* [Список заданий]
1) Почему, согласно отрывку о Пушкине, поэт не ограничился непосредственным общением с крестьянами? Ответьте в одном–трех предложениях.
2) Какие виды чувств и требований народа, выражение которых Пушкин рассчитывал найти в народной поэзии, называет отрывок о Пушкине? Перечислите все.

* [Исходный отрывок]
__________________________________________________

Глава VIII
3
В своем настойчивом стремлении проникнуть как можно глубже в «душу» народа, понять его взгляды и потребности Пушкин не ограничился только непосредственным общением с крестьянами. Он прекрасно понимал, что крепостной крестьянин никогда не будет откровенен в разговорах с барином, даже самым добрым, никогда не откроет ему свою душу. Замеченное Пушкиным «какое-то лукавство ума» крестьянина и было, конечно, внешним выражением векового недоверия его к помещику и проявлялось, видимо, по преимуществу в сношениях крестьян с господами, а не между собой. Пробить эту стену недоверия было бы очень трудно, если не вовсе не возможно.
Пушкин нашел другой путь: он обратился к народной поэзии. Как поэт он прекрасно знал, что там он найдет наиболее глубокое, подлинное выражение народной души, его страданий и радостей, надежд и воспоминаний, его моральных, религиозных, общественных, политических чувств и требований.
Хорошо известно, что Пушкин не только разговаривал с крестьянами, не только интересовался крестьянскими шутками или спорами парней, но постоянно слушал их песни, сказки; не только слушал, но и записывал, учил наизусть и сам пел с крестьянами. Напомню еще несколько свидетельств об этом:
«Пушкин любил ходить, где более было собравшихся старцев (нищих). Он, бывало, вмешается в их толпу и поет с ними разные припевки, шутит с ними и записывает, что они поют...»
А. Д. Скоропост, заштатный псаломщик, по записи послушника Владимирова.

__________________________________________________

Фрагменты набора данных с разметкой местоположений:

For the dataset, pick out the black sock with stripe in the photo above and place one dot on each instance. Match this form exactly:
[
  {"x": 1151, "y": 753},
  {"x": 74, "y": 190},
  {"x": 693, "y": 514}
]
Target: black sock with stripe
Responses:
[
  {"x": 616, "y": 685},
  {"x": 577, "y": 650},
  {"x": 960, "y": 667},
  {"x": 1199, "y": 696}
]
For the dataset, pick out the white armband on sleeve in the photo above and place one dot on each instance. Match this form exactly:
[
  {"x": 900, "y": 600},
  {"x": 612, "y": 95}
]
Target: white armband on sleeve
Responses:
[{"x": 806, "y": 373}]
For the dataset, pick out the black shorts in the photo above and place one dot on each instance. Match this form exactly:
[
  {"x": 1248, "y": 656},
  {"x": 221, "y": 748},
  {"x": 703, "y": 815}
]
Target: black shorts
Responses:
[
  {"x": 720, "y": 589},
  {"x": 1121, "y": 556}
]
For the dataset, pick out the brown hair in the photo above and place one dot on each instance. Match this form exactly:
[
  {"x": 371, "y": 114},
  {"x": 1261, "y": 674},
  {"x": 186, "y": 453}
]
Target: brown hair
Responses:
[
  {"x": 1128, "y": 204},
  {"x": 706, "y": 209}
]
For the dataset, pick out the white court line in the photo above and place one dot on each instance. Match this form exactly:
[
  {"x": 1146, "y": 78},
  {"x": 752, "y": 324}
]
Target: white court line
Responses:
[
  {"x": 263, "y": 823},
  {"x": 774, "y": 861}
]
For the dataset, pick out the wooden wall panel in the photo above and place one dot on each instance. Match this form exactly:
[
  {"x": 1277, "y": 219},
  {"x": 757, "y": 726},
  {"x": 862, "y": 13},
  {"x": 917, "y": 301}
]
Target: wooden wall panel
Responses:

__________________________________________________

* [Ответы]
1) Пушкин понимал, что крепостной крестьянин никогда не будет откровенен с барином, даже самым добрым, и не откроет ему душу из-за векового недоверия к помещику. Пробить эту стену недоверия было бы очень трудно, если не вовсе невозможно, поэтому он обратился к народной поэзии, где надеялся найти подлинное выражение народной души.

2) Моральные, религиозные, общественные и политические.